## Reading text:
A third side effect of the war waged purportedly in democracy’s name is that it came at the expense of America’s already frayed reputation in the Muslim world. Far from being seen as a benevolent liberator, the United States was perceived as a blundering behemoth – and an abusive, hypocritical one to boot.

People of the region are well aware of Washington’s policies toward Iraq in the decades preceding 9/11. Policymakers tacitly supported the Baath Party’s suppression of the Iraqi Communist Party in 1963, and helped restore the Baathists to power after a takeover by pro-Nasser Arab nationalists in 1968. From 1980 to 1988, during the Iran-Iraq War, the Central Intelligence Agency and the Defense Intelligence Agency gave Hussein battle-planning assistance, satellite imagery, tactical planning for airstrikes, and information on Iranian deployments.

As The Economist detailed last fall, torture became routine under the US-supported Maliki regime. Hussein-era tactics of censorship are also reemerging. The government announced plans to censor imported books and the Internet, and rescind the protective anonymity of e-mailers and bloggers. These repressive policies are quite similar to those imposed by yet another US-supported dictator in the region: Egyptian President Hosni Mubarak. As modern-day Egypt and now Iraq demonstrate, countries with procedural elections yet devoid of liberal norms can merely be Potemkin villages masquerading as democracies.

## Given information:
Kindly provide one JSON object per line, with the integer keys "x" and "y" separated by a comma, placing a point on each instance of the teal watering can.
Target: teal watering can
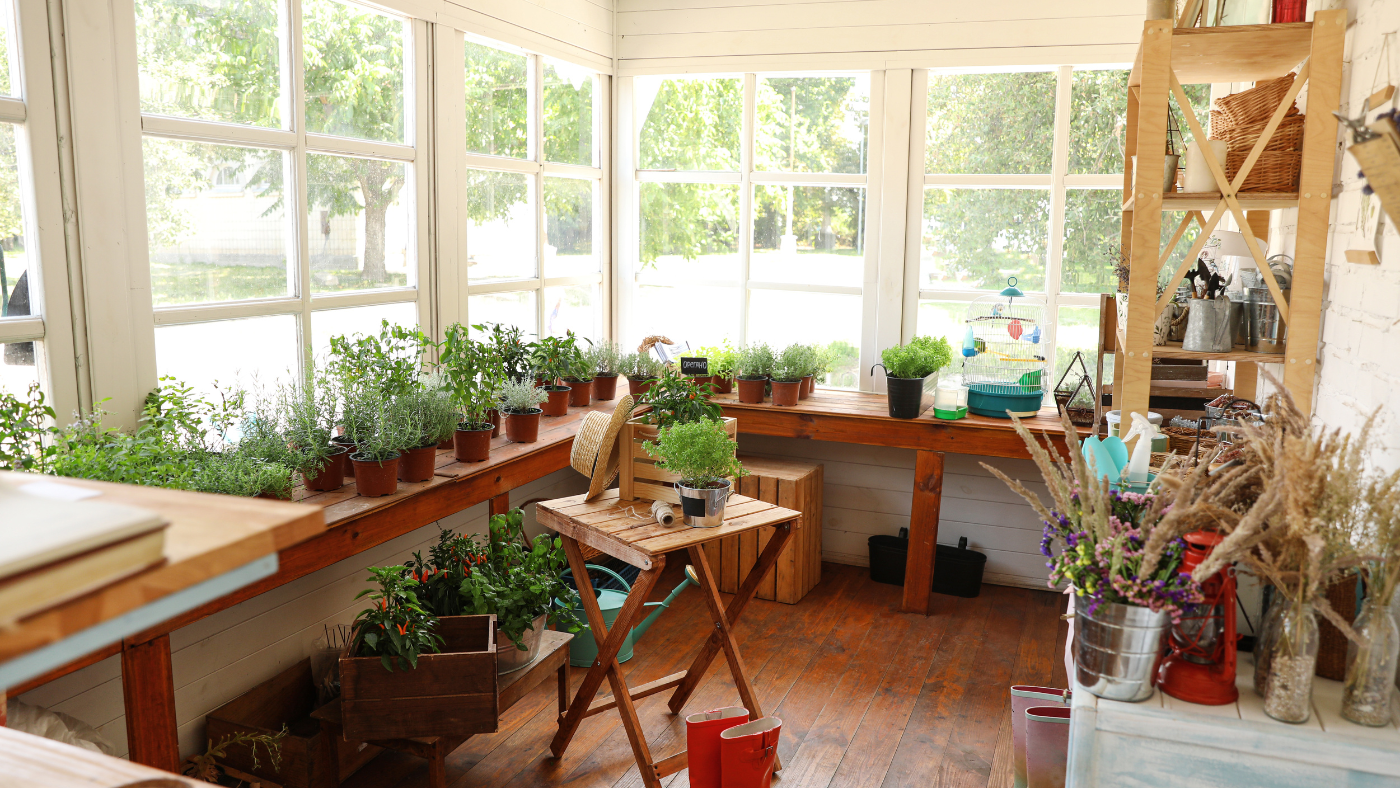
{"x": 583, "y": 650}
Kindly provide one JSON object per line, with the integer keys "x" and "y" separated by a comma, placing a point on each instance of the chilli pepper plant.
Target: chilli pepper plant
{"x": 395, "y": 627}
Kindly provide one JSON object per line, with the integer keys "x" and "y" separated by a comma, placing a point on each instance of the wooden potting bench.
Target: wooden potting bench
{"x": 622, "y": 533}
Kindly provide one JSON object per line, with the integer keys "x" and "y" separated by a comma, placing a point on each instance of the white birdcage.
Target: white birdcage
{"x": 1004, "y": 363}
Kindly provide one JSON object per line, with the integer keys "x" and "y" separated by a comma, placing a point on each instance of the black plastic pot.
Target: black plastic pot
{"x": 956, "y": 570}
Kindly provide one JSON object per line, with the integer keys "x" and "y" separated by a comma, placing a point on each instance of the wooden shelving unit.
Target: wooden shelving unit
{"x": 1166, "y": 59}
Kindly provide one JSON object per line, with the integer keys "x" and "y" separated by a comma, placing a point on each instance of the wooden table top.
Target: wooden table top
{"x": 209, "y": 535}
{"x": 625, "y": 529}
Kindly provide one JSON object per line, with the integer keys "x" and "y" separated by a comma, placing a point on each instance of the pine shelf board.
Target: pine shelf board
{"x": 1234, "y": 53}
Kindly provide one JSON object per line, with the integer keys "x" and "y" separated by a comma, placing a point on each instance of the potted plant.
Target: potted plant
{"x": 753, "y": 364}
{"x": 641, "y": 368}
{"x": 605, "y": 359}
{"x": 910, "y": 374}
{"x": 703, "y": 455}
{"x": 473, "y": 374}
{"x": 520, "y": 403}
{"x": 787, "y": 374}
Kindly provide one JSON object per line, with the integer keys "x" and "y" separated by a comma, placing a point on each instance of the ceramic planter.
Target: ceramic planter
{"x": 522, "y": 427}
{"x": 605, "y": 387}
{"x": 557, "y": 403}
{"x": 786, "y": 392}
{"x": 472, "y": 442}
{"x": 416, "y": 465}
{"x": 332, "y": 475}
{"x": 375, "y": 477}
{"x": 751, "y": 389}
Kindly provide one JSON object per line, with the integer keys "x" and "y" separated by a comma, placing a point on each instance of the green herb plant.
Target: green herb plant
{"x": 700, "y": 452}
{"x": 395, "y": 627}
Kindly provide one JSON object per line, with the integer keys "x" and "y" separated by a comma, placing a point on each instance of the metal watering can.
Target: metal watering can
{"x": 583, "y": 650}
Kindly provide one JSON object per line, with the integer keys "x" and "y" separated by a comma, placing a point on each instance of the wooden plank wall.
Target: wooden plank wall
{"x": 681, "y": 35}
{"x": 221, "y": 657}
{"x": 870, "y": 490}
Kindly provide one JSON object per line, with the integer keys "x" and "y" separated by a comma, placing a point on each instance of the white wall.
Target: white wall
{"x": 227, "y": 654}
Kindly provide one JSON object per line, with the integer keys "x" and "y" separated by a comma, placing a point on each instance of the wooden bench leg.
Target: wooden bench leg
{"x": 923, "y": 531}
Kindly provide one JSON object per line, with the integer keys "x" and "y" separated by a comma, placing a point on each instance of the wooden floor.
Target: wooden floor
{"x": 868, "y": 696}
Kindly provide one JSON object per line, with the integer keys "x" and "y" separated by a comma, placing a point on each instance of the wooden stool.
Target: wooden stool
{"x": 791, "y": 484}
{"x": 641, "y": 542}
{"x": 553, "y": 658}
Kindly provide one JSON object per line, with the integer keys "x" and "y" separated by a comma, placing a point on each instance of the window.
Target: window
{"x": 1022, "y": 178}
{"x": 532, "y": 185}
{"x": 752, "y": 231}
{"x": 282, "y": 179}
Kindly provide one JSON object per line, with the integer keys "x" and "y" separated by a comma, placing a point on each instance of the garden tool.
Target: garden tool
{"x": 703, "y": 732}
{"x": 748, "y": 753}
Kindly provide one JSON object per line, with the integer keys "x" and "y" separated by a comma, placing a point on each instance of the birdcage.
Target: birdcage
{"x": 1004, "y": 363}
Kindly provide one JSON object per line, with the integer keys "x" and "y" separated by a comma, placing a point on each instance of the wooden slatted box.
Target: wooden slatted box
{"x": 791, "y": 484}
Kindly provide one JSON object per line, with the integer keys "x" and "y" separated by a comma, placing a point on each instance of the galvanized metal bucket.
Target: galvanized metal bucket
{"x": 1117, "y": 648}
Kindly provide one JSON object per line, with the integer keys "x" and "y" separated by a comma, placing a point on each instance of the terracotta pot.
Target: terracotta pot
{"x": 472, "y": 442}
{"x": 752, "y": 391}
{"x": 786, "y": 392}
{"x": 522, "y": 427}
{"x": 580, "y": 394}
{"x": 332, "y": 475}
{"x": 605, "y": 387}
{"x": 374, "y": 479}
{"x": 416, "y": 465}
{"x": 557, "y": 403}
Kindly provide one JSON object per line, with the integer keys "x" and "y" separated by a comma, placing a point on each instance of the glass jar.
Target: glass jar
{"x": 1291, "y": 664}
{"x": 1371, "y": 668}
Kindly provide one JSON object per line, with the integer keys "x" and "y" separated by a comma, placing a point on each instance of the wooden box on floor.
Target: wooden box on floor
{"x": 310, "y": 757}
{"x": 637, "y": 472}
{"x": 448, "y": 694}
{"x": 790, "y": 484}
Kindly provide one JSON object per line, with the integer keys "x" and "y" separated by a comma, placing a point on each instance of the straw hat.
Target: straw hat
{"x": 595, "y": 447}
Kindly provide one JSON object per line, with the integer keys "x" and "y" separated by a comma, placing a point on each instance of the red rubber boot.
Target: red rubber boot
{"x": 703, "y": 742}
{"x": 748, "y": 753}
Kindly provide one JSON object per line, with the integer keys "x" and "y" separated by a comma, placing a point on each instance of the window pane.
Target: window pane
{"x": 812, "y": 123}
{"x": 245, "y": 352}
{"x": 356, "y": 321}
{"x": 696, "y": 314}
{"x": 515, "y": 308}
{"x": 690, "y": 230}
{"x": 990, "y": 123}
{"x": 808, "y": 235}
{"x": 360, "y": 228}
{"x": 689, "y": 123}
{"x": 976, "y": 238}
{"x": 14, "y": 263}
{"x": 573, "y": 308}
{"x": 497, "y": 101}
{"x": 783, "y": 318}
{"x": 569, "y": 114}
{"x": 354, "y": 70}
{"x": 214, "y": 221}
{"x": 500, "y": 226}
{"x": 569, "y": 227}
{"x": 210, "y": 60}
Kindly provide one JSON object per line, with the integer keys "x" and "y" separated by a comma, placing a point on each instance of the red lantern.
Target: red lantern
{"x": 1201, "y": 664}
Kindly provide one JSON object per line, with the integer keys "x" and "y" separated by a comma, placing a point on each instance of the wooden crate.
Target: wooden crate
{"x": 791, "y": 484}
{"x": 448, "y": 694}
{"x": 637, "y": 472}
{"x": 310, "y": 756}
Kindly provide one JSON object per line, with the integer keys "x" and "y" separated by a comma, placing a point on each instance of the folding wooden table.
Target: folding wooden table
{"x": 623, "y": 532}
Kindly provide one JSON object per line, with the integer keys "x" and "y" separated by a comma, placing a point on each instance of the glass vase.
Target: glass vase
{"x": 1371, "y": 668}
{"x": 1291, "y": 664}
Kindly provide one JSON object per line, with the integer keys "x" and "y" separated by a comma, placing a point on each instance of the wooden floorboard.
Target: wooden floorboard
{"x": 868, "y": 696}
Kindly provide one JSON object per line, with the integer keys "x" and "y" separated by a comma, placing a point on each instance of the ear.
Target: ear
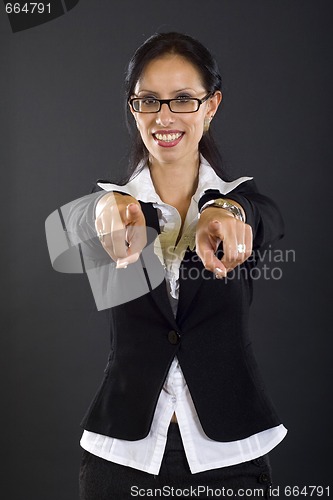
{"x": 214, "y": 103}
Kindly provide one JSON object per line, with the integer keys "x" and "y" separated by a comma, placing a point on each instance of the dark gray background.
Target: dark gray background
{"x": 62, "y": 127}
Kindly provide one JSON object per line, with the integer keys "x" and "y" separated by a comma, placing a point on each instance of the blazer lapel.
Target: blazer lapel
{"x": 190, "y": 280}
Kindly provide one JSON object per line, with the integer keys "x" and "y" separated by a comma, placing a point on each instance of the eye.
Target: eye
{"x": 149, "y": 101}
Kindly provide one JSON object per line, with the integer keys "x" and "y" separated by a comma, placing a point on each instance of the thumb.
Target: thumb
{"x": 133, "y": 213}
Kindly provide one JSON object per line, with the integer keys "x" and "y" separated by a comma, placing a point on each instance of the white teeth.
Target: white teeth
{"x": 168, "y": 137}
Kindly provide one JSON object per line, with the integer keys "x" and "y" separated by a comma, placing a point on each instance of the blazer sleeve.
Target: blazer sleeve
{"x": 262, "y": 213}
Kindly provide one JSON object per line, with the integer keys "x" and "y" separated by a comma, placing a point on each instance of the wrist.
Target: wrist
{"x": 231, "y": 207}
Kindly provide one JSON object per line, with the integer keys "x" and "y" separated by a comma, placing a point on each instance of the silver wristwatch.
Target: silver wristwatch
{"x": 227, "y": 205}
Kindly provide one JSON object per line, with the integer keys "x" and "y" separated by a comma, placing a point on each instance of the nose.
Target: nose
{"x": 165, "y": 116}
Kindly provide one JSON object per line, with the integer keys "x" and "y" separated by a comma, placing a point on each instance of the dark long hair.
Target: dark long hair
{"x": 192, "y": 50}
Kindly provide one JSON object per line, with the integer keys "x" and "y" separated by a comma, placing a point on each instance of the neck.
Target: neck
{"x": 175, "y": 183}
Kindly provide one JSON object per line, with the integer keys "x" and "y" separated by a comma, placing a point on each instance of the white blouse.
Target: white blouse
{"x": 202, "y": 453}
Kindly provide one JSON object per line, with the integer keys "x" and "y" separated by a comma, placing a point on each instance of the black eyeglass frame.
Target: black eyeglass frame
{"x": 167, "y": 101}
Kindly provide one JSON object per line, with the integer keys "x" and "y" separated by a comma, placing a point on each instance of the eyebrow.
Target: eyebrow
{"x": 174, "y": 91}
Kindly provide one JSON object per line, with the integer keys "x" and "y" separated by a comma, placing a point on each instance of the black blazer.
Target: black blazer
{"x": 209, "y": 336}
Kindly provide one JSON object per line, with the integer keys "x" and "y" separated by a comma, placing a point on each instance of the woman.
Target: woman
{"x": 182, "y": 404}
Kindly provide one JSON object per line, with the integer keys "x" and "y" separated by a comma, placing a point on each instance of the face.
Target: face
{"x": 173, "y": 137}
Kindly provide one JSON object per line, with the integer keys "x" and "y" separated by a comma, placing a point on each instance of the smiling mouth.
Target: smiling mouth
{"x": 168, "y": 137}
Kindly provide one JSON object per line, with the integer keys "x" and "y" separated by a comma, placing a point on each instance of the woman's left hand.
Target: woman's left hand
{"x": 217, "y": 225}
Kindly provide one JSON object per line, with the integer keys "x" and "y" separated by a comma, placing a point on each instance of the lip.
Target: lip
{"x": 168, "y": 144}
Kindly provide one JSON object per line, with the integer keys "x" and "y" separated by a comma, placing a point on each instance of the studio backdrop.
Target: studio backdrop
{"x": 62, "y": 127}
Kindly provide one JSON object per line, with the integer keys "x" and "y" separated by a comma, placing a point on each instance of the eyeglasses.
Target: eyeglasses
{"x": 178, "y": 105}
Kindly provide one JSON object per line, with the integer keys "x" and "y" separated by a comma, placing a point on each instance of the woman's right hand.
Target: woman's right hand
{"x": 121, "y": 227}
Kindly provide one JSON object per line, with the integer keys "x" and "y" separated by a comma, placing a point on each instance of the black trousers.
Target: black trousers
{"x": 104, "y": 480}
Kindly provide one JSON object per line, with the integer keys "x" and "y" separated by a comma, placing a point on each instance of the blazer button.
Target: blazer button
{"x": 173, "y": 337}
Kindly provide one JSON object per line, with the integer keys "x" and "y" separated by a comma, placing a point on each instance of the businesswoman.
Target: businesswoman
{"x": 181, "y": 404}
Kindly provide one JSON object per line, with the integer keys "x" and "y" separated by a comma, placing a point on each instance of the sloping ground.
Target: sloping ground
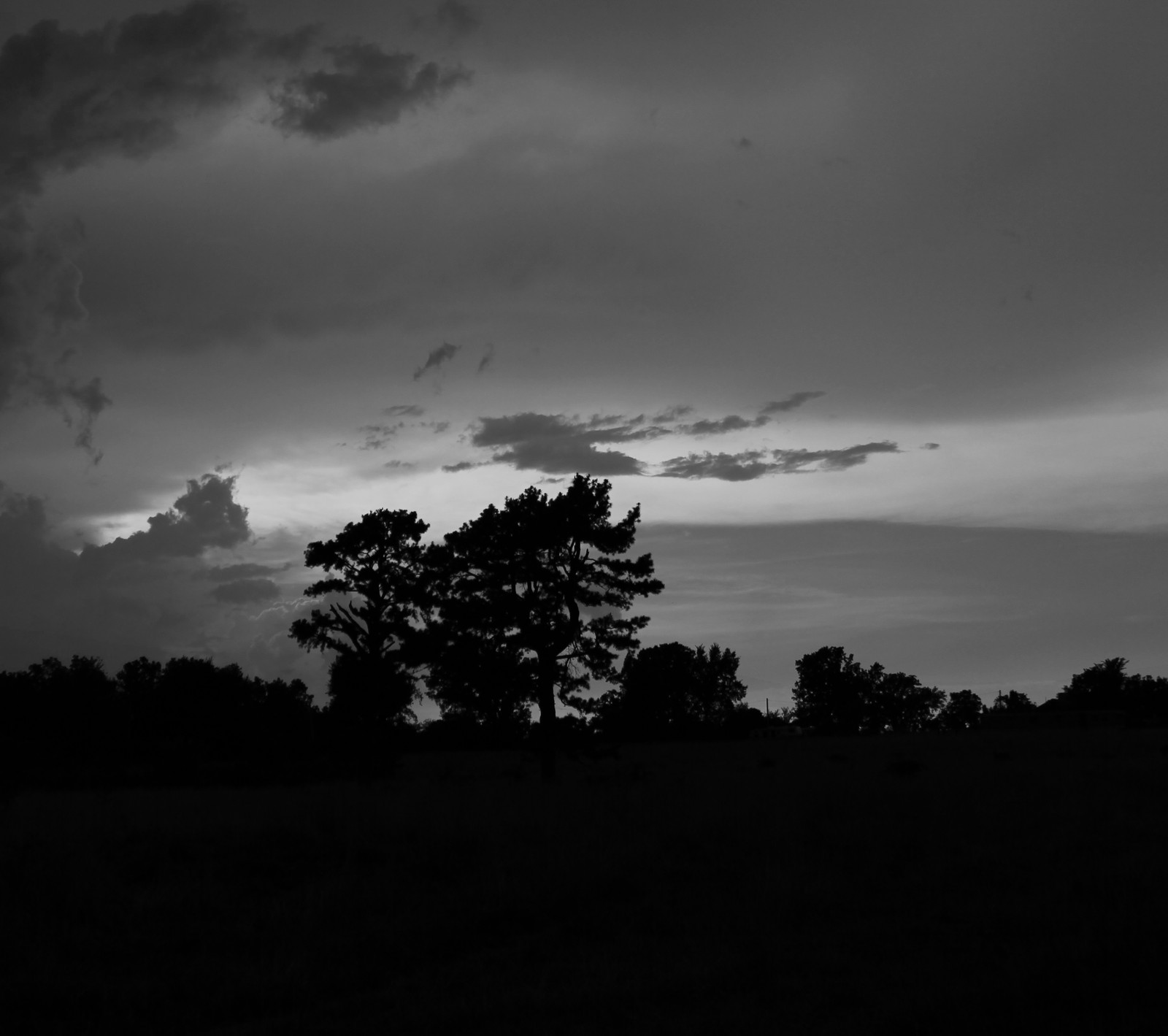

## Written tasks:
(a) Rewrite the paragraph of the text on US policy in Iraq that begins "People of the region are well aware" as a short bulleted list that keeps its main facts.
(b) From the text on US policy in Iraq, transcribe word for word the part that opens with the words containing "A third side" and closes with "one to boot.".

## Task responses:
(a)
- People in the region know Washington's policies toward Iraq before 9/11.
- In 1963, US policymakers tacitly supported the Baath Party's suppression of the Iraqi Communist Party.
- In 1968, they helped return the Baathists to power after a takeover by pro-Nasser Arab nationalists.
- During the Iran-Iraq War (1980–1988), the CIA and the Defense Intelligence Agency gave Hussein battle-planning help, satellite imagery, tactical airstrike planning and information on Iranian deployments.

(b)
A third side effect of the war waged purportedly in democracy’s name is that it came at the expense of America’s already frayed reputation in the Muslim world. Far from being seen as a benevolent liberator, the United States was perceived as a blundering behemoth – and an abusive, hypocritical one to boot.